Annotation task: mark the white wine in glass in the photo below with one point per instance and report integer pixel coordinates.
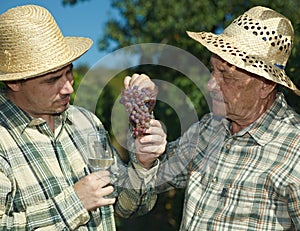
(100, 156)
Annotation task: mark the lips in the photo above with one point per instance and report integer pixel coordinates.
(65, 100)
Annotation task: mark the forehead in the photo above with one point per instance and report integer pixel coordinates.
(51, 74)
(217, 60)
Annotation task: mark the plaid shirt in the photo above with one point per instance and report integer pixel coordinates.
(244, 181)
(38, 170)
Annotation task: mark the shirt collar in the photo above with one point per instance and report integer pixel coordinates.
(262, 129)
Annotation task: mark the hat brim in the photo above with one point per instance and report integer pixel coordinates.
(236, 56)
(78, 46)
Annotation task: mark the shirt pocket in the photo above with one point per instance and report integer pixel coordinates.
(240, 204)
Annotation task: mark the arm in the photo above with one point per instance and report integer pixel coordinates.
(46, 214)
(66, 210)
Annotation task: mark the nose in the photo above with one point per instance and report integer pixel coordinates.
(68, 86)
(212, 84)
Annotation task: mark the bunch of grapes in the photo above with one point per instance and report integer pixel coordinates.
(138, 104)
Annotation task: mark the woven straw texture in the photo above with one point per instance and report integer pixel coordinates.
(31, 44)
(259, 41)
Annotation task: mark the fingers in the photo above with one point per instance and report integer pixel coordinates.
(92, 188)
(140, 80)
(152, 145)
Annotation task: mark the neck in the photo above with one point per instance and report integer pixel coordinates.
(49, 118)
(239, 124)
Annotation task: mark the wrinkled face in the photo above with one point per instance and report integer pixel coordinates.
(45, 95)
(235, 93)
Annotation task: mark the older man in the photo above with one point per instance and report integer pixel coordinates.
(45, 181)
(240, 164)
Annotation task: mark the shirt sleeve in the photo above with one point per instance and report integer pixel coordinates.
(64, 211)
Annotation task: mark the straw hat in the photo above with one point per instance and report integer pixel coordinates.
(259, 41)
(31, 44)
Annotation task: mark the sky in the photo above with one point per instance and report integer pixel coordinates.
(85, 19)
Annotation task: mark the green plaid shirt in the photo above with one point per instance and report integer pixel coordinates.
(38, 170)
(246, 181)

________

PROBLEM STATEMENT :: Without the pictures, set down every entry exactly.

YOUR RESPONSE ::
Annotation task: mark the white wine in glass in the photo below with one point per instance and report integer pixel coordinates.
(100, 156)
Annotation task: mark the lips in the photo above with one point per instance and report integer pixel coordinates.
(65, 100)
Annotation task: mark the forehead in the photo above with one point per instance and report integer pixel coordinates.
(51, 74)
(217, 60)
Annotation task: mark the plaid shirt in the photo above with one point per instance and report integer pixel coordinates.
(244, 181)
(38, 170)
Annotation task: mark the shirt collar in the photo above with one point per instance and report integer pixel coordinates.
(262, 129)
Annotation task: mark the hat brim in the photo above with one point per instance and report integer pixel coordinates.
(236, 56)
(78, 46)
Annotation task: mark the shirt pocket in the photo above with one point per instance and report integer pixel coordinates.
(240, 204)
Annotation task: mark the arm in the photo above with one point per instance and report integer pixel coordinates.
(46, 214)
(66, 210)
Annotation task: mark the nose in the photo above with one point per instance and report integer pixel coordinates.
(68, 86)
(212, 84)
Annotation task: mark the bunch of grapes in the photo above with one point per instance and report integer pixel coordinates.
(138, 104)
Annotation task: mark the woven straw texture in the photo above with one point per instance and report integer pixel coordinates.
(31, 44)
(259, 41)
Annotation task: mark the fingers in the photo above with one point per instance and report integer pixel coordinates.
(92, 188)
(140, 80)
(152, 145)
Annotation task: mark the neck in the photo above with one point per instance and report integer pixel coordinates.
(49, 118)
(239, 124)
Annotation task: mark the wrinkled face in the photo above with one point per instance and report integer pixel coordinates.
(45, 95)
(235, 93)
Annotation task: mark the older man in the photo above with one point per instance and report integer pixel coordinates.
(45, 181)
(240, 164)
Annotation task: mark the shirt sleeve in the photo above with one point per instance and report integer pixel coordinates.
(64, 211)
Annotation task: mark the straw hat in the photo above with one point per instance and report integer pixel coordinates.
(259, 41)
(31, 44)
Annotation task: mark the sky in the photo above with one point per instance and report integer pixel coordinates.
(85, 19)
Annotation task: mark the green plaid shirt in the photo above with one point per instance and report integer pixel coordinates.
(38, 170)
(246, 181)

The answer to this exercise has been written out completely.